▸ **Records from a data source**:
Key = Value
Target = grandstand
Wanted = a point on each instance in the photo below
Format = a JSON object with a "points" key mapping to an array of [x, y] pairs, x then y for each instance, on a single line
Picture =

▸ **Goal of the exercise**: Write out the lines above exactly, but only from the one containing "Wanted = a point" through the last one.

▸ **Finished exercise**:
Wanted = a point on each instance in the photo below
Format = a JSON object with a "points" key mapping to an array of [x, y] pairs, x then y for each instance, on a single line
Picture =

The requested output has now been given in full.